* **Prompt 1**
According to the passage on Zumelle Castle, in what year did Emperor Otto I give the county of Zumelle to the bishops of Belluno?
* **Prompt 2**
From the passage on Zumelle Castle, reproduce word for word the part that opens with the words containing "Zumelle Castle is" and closes with "of Lombard origins.".

* **Page text**

========

Zumelle Castle is a castle near the village of Tiago in the municipality of Borgo Valbelluna, province of Belluno, northern-eastern Italy.

Nearby the castle is the early medieval church of San Donato, of Lombard origins.

==History==
The first fortification on the site existed perhaps as early as c. 46-47 CE when the Romans were consolidating their hold in the Valbelluna, conquered in the first century BCE. This fortification sat in a strategic location, commanding the road coming from the plain through the Praderadego, which has been identified as the Via Claudia Augusta Altinatis – or more likely, one of its side branches.

During and after the fall of the Western Roman Empire, the castle was the major stronghold of the area as it guarded the connections between Feltre and Ceneda. According to a legend, the ruined fortification was rebuilt by one Gaiseric (or Genseric), a faithful of queen Amalasuntha. After her assassination, he established a settlement here and had two twins (Italian: gemelle), whence the name. During the early Middle Ages the castle was the location of a feudal struggle beginning in 737, when the Lombard king Liutprand appointed Valentino, bishop of Ceneda, as lord of Zumelle. This caused a controversy with John, count-bishop of Belluno, who already ruled these lands; the war ended in 750 after the intervention of the new king Aistulf. In 963, Emperor Otto I gave the county of Zumelle to the bishops of Belluno.

========

* **Listed entries**
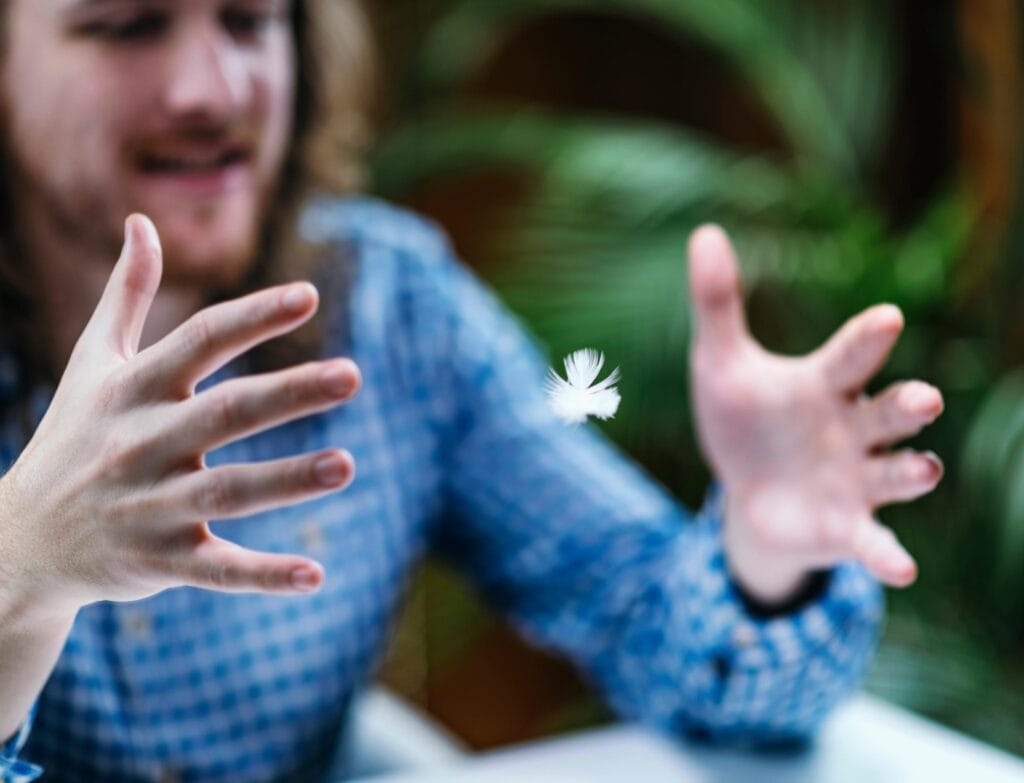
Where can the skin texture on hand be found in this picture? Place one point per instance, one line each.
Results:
(803, 453)
(111, 497)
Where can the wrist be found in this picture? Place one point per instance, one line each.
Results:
(768, 574)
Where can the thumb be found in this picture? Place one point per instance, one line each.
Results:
(128, 296)
(715, 291)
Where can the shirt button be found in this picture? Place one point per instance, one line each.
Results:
(743, 635)
(137, 624)
(312, 537)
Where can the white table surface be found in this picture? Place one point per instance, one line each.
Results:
(865, 741)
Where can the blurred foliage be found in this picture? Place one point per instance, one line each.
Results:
(591, 255)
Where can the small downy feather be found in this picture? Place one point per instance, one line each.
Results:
(576, 398)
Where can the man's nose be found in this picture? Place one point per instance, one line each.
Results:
(208, 77)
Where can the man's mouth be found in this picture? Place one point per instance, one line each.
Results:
(193, 162)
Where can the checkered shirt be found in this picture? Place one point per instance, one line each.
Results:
(459, 455)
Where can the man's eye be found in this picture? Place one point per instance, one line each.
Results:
(246, 24)
(140, 28)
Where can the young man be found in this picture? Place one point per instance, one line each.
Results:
(127, 427)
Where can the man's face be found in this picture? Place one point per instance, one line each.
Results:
(177, 109)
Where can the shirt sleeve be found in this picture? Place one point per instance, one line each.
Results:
(590, 558)
(12, 770)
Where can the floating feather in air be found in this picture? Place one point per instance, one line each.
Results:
(576, 398)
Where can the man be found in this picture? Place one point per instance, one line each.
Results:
(205, 115)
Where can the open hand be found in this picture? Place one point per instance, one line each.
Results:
(804, 455)
(111, 497)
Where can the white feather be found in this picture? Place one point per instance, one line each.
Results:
(576, 398)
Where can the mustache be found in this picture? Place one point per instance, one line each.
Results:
(198, 134)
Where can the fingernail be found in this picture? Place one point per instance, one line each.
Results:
(297, 298)
(934, 469)
(330, 470)
(337, 379)
(305, 578)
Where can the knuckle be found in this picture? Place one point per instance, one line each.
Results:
(220, 412)
(220, 574)
(212, 496)
(198, 334)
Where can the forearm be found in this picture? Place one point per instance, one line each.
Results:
(31, 641)
(721, 672)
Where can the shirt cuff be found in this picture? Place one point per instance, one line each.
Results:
(846, 597)
(767, 682)
(12, 770)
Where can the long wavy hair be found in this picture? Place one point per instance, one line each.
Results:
(335, 81)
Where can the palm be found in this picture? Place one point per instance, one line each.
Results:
(799, 448)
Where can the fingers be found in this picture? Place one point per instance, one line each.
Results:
(240, 490)
(881, 553)
(901, 476)
(126, 300)
(242, 406)
(221, 565)
(715, 289)
(858, 350)
(899, 411)
(218, 334)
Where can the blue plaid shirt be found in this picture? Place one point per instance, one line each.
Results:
(458, 454)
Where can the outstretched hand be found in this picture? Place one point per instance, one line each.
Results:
(804, 455)
(111, 497)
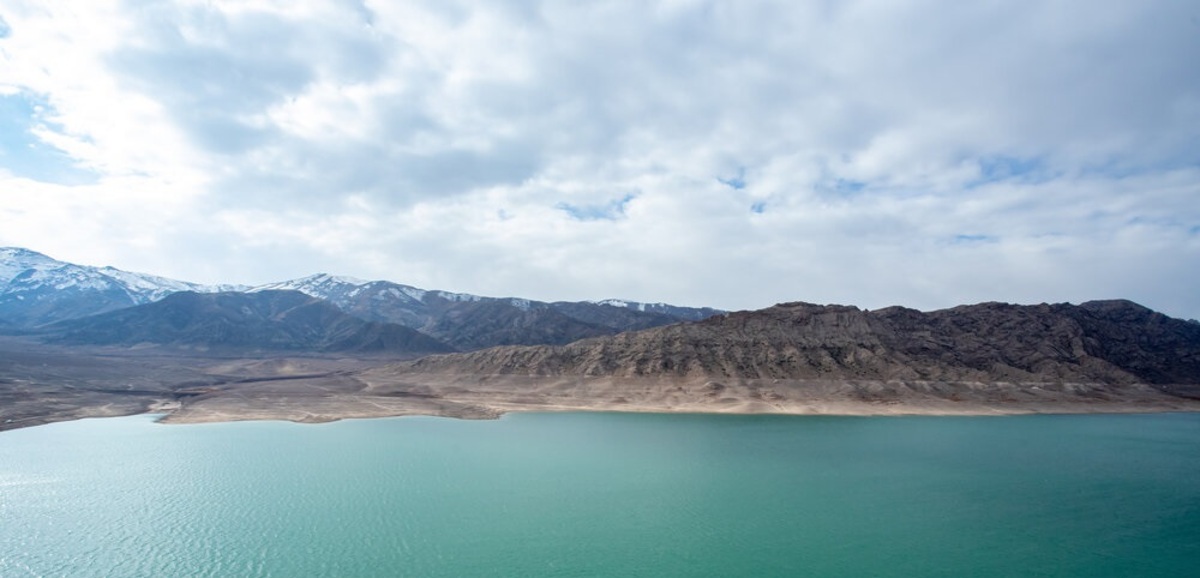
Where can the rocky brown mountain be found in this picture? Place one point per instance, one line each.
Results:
(1102, 342)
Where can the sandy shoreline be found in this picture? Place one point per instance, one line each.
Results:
(480, 397)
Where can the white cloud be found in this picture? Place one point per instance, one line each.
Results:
(921, 152)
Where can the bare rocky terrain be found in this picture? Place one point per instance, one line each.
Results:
(791, 359)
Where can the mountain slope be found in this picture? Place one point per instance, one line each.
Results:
(1110, 342)
(472, 321)
(36, 290)
(239, 321)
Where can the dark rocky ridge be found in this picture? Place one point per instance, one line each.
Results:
(1102, 342)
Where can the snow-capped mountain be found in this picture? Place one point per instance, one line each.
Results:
(36, 289)
(472, 321)
(683, 313)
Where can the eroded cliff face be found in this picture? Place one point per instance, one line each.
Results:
(1103, 342)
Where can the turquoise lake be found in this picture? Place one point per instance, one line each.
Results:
(606, 494)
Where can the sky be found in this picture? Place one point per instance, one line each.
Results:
(701, 152)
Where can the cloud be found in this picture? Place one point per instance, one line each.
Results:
(703, 151)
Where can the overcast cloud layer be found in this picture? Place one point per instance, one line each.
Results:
(725, 154)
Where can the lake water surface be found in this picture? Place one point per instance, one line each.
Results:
(606, 494)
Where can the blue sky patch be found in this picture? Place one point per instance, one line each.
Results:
(1008, 168)
(25, 155)
(612, 210)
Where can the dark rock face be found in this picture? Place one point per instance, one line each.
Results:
(264, 320)
(1109, 342)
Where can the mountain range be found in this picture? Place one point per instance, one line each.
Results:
(322, 348)
(40, 294)
(1098, 342)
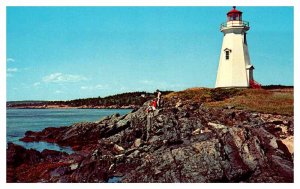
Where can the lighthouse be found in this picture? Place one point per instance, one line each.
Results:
(235, 69)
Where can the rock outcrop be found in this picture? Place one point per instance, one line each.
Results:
(177, 143)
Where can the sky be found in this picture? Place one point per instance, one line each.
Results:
(64, 53)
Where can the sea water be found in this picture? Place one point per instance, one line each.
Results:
(21, 120)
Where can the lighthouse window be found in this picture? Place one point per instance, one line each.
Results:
(227, 55)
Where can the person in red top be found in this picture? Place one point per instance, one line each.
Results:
(152, 106)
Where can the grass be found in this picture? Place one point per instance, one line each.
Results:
(277, 101)
(260, 100)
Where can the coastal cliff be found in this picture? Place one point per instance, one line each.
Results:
(198, 135)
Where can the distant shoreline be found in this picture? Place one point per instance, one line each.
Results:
(74, 107)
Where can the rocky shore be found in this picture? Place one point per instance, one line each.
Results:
(180, 142)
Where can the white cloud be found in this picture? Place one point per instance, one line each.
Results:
(147, 82)
(95, 87)
(63, 78)
(9, 75)
(10, 60)
(12, 69)
(36, 84)
(58, 92)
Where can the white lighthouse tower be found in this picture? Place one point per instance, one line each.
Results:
(235, 69)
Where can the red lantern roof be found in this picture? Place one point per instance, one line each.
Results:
(234, 11)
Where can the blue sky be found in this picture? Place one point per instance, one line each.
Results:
(62, 53)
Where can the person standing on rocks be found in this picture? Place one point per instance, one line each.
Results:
(158, 98)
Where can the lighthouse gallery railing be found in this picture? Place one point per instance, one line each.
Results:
(235, 24)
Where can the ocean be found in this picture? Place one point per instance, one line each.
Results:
(21, 120)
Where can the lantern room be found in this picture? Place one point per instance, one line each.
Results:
(234, 15)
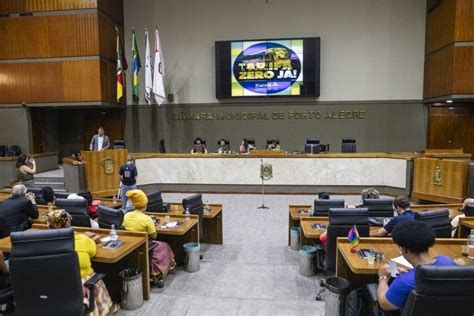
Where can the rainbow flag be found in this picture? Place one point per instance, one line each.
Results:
(136, 65)
(353, 236)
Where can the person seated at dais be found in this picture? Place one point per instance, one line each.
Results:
(455, 221)
(86, 249)
(414, 239)
(223, 147)
(274, 146)
(199, 147)
(136, 220)
(402, 207)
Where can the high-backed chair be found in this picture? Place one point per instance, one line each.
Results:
(382, 207)
(194, 203)
(469, 210)
(162, 147)
(348, 145)
(155, 202)
(340, 223)
(119, 144)
(321, 207)
(110, 216)
(77, 208)
(45, 274)
(438, 220)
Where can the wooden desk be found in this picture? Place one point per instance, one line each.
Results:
(357, 270)
(132, 254)
(454, 209)
(309, 235)
(465, 226)
(176, 237)
(211, 222)
(294, 217)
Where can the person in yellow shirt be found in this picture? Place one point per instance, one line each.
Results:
(137, 221)
(86, 249)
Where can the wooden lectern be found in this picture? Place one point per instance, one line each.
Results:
(440, 180)
(101, 169)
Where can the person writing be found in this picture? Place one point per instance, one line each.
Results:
(402, 207)
(26, 168)
(199, 147)
(136, 220)
(274, 146)
(100, 141)
(86, 249)
(414, 239)
(128, 176)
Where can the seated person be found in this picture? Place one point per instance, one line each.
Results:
(136, 220)
(274, 146)
(414, 239)
(199, 147)
(223, 147)
(48, 195)
(26, 168)
(455, 221)
(17, 209)
(402, 207)
(86, 249)
(245, 147)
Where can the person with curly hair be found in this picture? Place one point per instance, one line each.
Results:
(414, 239)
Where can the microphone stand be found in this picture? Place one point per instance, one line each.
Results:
(262, 207)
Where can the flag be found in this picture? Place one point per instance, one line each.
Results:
(148, 70)
(353, 236)
(158, 72)
(121, 66)
(136, 65)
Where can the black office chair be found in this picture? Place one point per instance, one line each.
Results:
(77, 208)
(3, 150)
(194, 203)
(340, 223)
(321, 207)
(119, 144)
(45, 274)
(469, 210)
(382, 207)
(348, 145)
(440, 290)
(438, 220)
(155, 202)
(162, 147)
(109, 216)
(39, 195)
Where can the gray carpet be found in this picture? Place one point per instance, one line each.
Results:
(253, 273)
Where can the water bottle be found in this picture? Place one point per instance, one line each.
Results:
(470, 245)
(113, 233)
(187, 213)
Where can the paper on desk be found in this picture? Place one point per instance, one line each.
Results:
(402, 261)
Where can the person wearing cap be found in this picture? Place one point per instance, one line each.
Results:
(86, 249)
(137, 221)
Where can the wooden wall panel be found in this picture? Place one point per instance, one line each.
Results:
(112, 8)
(438, 73)
(15, 6)
(464, 30)
(49, 36)
(440, 26)
(463, 70)
(62, 81)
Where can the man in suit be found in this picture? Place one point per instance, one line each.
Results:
(100, 141)
(17, 209)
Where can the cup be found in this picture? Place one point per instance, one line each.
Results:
(371, 258)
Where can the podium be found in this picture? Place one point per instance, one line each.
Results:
(440, 180)
(101, 170)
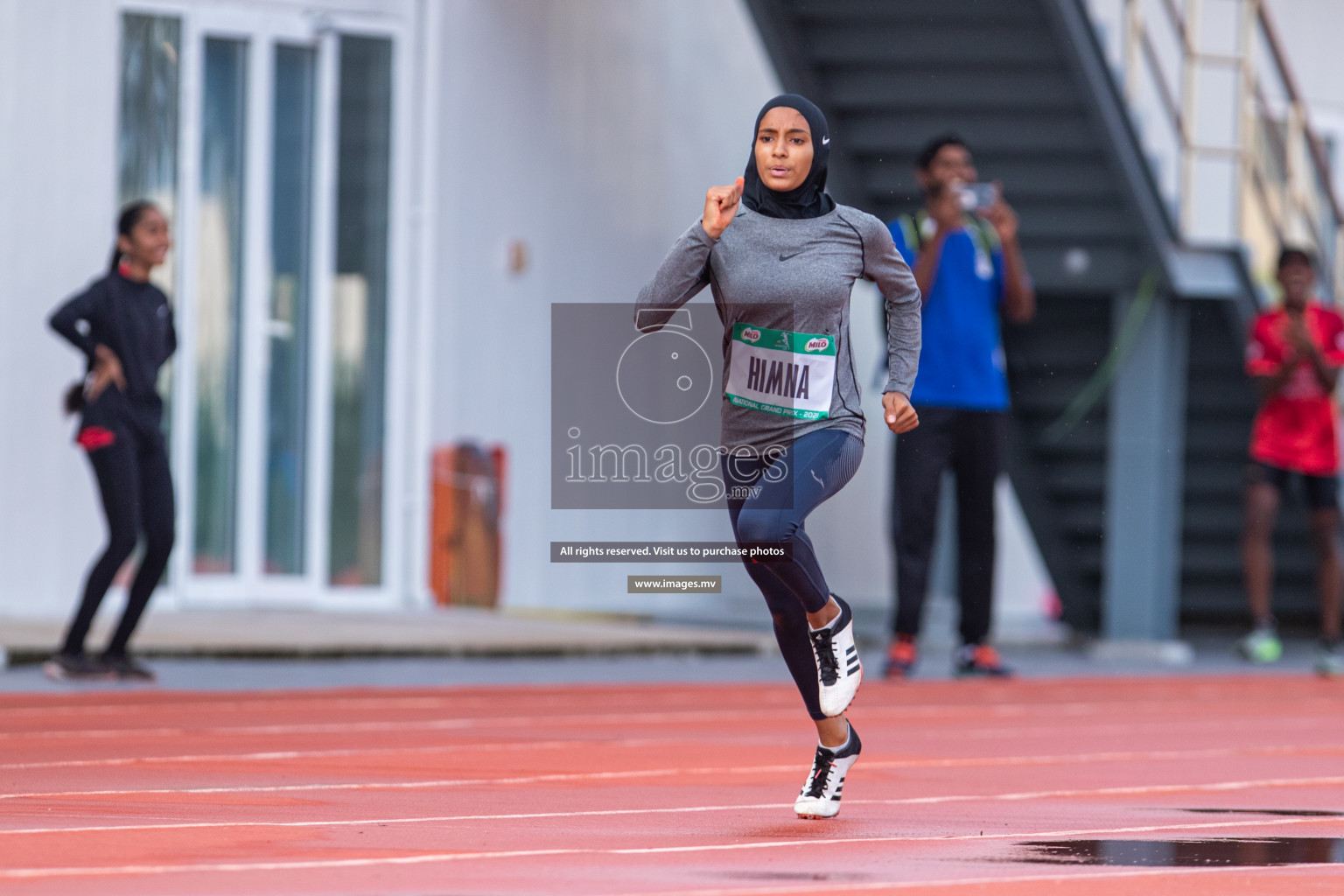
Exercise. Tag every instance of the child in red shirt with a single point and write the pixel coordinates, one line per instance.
(1294, 356)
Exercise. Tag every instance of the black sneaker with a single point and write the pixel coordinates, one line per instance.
(74, 667)
(125, 668)
(839, 670)
(820, 794)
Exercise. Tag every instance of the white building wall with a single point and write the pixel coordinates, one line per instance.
(1309, 32)
(58, 180)
(589, 130)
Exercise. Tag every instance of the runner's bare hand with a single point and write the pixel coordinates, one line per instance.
(721, 206)
(900, 414)
(107, 369)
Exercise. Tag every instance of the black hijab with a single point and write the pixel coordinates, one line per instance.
(808, 199)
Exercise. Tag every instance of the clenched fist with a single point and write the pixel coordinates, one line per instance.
(898, 413)
(721, 206)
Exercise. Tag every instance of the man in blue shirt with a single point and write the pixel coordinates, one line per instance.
(970, 268)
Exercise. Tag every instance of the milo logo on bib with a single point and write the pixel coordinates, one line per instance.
(781, 373)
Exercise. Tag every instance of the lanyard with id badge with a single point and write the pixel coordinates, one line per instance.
(781, 373)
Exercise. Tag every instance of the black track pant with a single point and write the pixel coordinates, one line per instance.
(769, 502)
(136, 489)
(970, 442)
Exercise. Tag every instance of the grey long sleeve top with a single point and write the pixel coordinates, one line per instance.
(773, 274)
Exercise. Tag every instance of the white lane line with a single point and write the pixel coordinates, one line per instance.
(273, 755)
(990, 762)
(1062, 878)
(1242, 692)
(1222, 786)
(1324, 708)
(423, 858)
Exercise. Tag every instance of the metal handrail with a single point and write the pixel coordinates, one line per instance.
(1270, 183)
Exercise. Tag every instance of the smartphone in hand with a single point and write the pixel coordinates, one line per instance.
(978, 196)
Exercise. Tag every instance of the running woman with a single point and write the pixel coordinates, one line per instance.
(124, 326)
(781, 258)
(1294, 356)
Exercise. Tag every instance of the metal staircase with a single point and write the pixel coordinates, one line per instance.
(892, 75)
(1033, 90)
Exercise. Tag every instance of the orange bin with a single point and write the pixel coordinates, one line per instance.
(466, 544)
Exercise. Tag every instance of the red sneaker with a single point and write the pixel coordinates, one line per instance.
(982, 660)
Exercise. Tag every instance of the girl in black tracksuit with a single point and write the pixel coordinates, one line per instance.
(124, 326)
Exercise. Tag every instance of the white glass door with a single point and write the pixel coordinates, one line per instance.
(258, 145)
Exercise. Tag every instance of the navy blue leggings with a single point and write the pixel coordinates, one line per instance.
(769, 499)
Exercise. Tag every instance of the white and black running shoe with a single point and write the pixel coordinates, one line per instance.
(820, 795)
(839, 670)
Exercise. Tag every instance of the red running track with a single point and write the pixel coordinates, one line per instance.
(674, 788)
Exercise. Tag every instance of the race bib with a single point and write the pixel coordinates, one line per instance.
(781, 373)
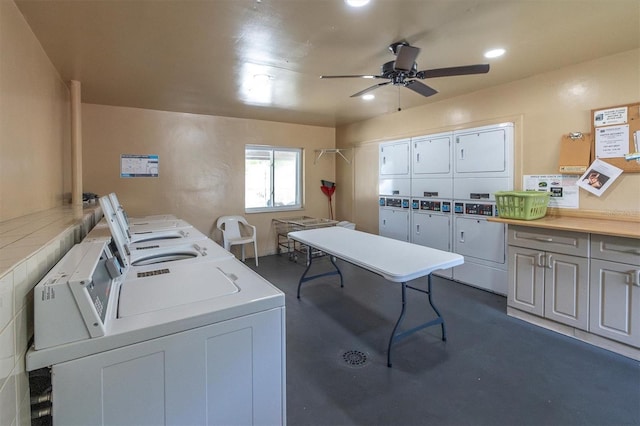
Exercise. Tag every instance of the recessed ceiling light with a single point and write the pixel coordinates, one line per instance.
(261, 78)
(494, 53)
(356, 3)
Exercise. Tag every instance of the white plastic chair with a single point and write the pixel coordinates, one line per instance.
(230, 227)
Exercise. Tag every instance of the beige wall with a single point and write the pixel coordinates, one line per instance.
(201, 164)
(544, 107)
(34, 122)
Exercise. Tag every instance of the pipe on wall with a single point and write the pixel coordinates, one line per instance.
(76, 143)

========

* **Task output 1**
963

* **Task output 2**
Zumelle Castle is a castle near the village of Tiago in the municipality of Borgo Valbelluna, province of Belluno, northern-eastern Italy.

Nearby the castle is the early medieval church of San Donato, of Lombard origins.